Problem statement
Could you copy out these records verbatim, line by line?

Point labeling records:
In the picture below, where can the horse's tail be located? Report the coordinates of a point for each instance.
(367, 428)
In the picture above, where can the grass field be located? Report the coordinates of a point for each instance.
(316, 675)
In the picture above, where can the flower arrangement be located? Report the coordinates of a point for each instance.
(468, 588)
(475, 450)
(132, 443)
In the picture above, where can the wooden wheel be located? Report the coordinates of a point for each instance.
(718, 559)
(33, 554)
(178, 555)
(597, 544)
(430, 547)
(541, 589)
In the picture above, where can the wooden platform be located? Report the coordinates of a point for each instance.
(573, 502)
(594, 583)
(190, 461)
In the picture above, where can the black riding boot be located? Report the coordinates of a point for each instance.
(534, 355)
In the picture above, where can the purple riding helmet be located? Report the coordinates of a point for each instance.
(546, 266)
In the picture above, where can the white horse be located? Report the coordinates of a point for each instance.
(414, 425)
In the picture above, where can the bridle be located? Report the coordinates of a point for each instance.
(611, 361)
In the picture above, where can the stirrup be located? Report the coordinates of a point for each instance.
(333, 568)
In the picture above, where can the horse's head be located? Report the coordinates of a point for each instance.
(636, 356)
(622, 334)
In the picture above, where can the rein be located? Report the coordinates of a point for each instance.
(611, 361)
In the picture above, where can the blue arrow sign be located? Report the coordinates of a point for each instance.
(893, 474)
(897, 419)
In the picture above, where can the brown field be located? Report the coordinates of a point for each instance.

Written response
In the picture below, where can the horse's tail be located? Report the coordinates of a point for each instance.
(367, 428)
In the picture above, where can the grass field be located? Report the coordinates of a point for each instance.
(316, 675)
In the picture above, where can the flower arrangement be located? Report the coordinates of a point for each instance.
(468, 588)
(475, 450)
(132, 443)
In the picture above, where can the wooden wheel be located? Report the coordinates of a point for each instance.
(718, 559)
(33, 554)
(178, 555)
(597, 544)
(430, 547)
(541, 589)
In the picture above, where can the wooden platform be located? Report the coordinates of a point for each instance.
(573, 502)
(594, 583)
(190, 461)
In the picture above, where can the black riding boot be located? Report the coordinates of a point for each instance.
(534, 355)
In the picture above, where can the purple riding helmet be located? Report the coordinates of a point for each instance.
(546, 266)
In the picture above, where can the white horse be located? Report the coordinates of a point for each instance.
(414, 425)
In the picture above, where can the bridle be located? Report the coordinates of a point for each instance.
(611, 361)
In the picture above, where can the stirrup be located? Report the coordinates of a point for each instance.
(333, 568)
In the picture above, where can the horse's head be located? Report the coordinates of a point for each instance.
(636, 356)
(622, 334)
In the picture above, where can the rein be located? Report the coordinates of a point for each instance.
(611, 361)
In the picture above, where can the blue arrow sign be located? Report the coordinates of a point for each instance.
(893, 474)
(897, 419)
In the picture above, where can the brown field be located? Report the coordinates of a point for each instance.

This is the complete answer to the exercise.